In the records that follow, find each line with "below" and pull it out.

=== Point localization data ===

****************

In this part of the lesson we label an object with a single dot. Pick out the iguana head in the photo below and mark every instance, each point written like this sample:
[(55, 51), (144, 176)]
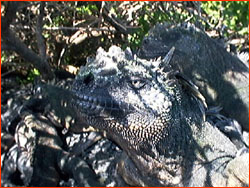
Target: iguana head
[(118, 86), (138, 102)]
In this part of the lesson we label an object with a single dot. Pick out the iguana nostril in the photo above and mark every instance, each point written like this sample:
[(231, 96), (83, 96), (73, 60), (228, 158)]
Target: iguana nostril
[(88, 78)]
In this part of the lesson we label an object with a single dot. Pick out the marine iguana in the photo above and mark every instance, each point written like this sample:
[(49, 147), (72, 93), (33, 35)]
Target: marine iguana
[(221, 77), (158, 123)]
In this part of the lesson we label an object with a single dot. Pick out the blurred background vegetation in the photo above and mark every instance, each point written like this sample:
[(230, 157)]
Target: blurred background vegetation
[(72, 31)]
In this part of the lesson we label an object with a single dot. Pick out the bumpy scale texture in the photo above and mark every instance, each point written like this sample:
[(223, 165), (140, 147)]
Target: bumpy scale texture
[(153, 118)]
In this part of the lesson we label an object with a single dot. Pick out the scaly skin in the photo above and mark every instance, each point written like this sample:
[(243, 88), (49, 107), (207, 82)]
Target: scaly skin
[(222, 78), (157, 123)]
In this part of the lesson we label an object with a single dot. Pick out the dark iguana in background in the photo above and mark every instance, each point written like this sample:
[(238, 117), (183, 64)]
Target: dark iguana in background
[(159, 124), (222, 78)]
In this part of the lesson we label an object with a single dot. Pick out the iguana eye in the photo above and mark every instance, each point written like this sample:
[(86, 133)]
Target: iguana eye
[(137, 83)]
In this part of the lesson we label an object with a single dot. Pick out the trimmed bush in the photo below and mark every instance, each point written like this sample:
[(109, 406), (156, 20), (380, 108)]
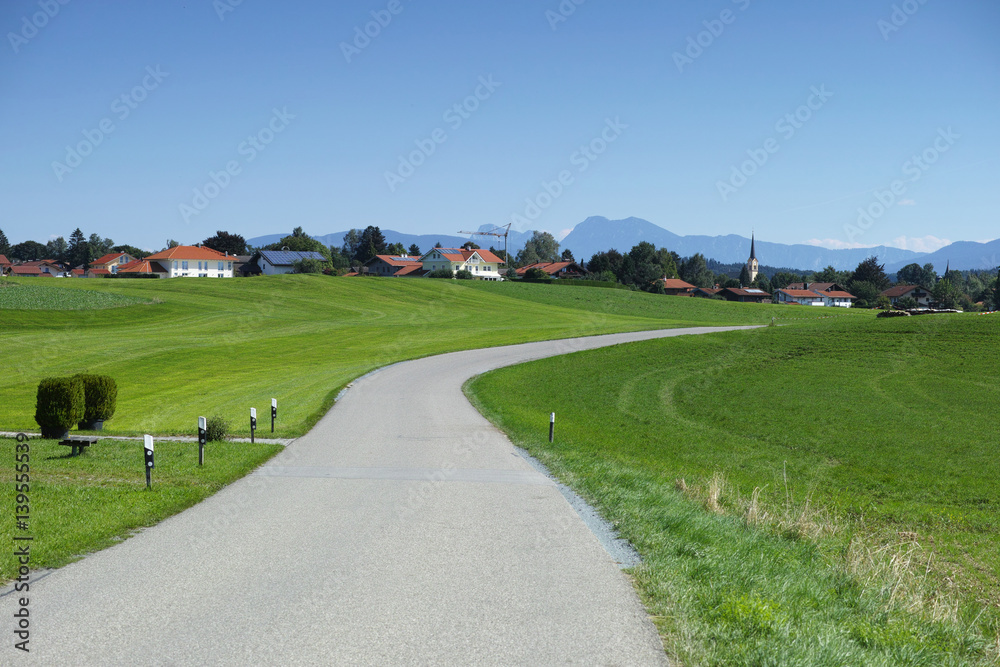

****************

=== Answer to the exercise ===
In this part of the lesson we label an object with a single dot. Pick out the iguana head in the photo below and mark every instance, each point written like this sample:
In this part of the lesson we label an object with a single dot. Pick out the trimmed bush in the photo below and mark every instance, each point written like this sample:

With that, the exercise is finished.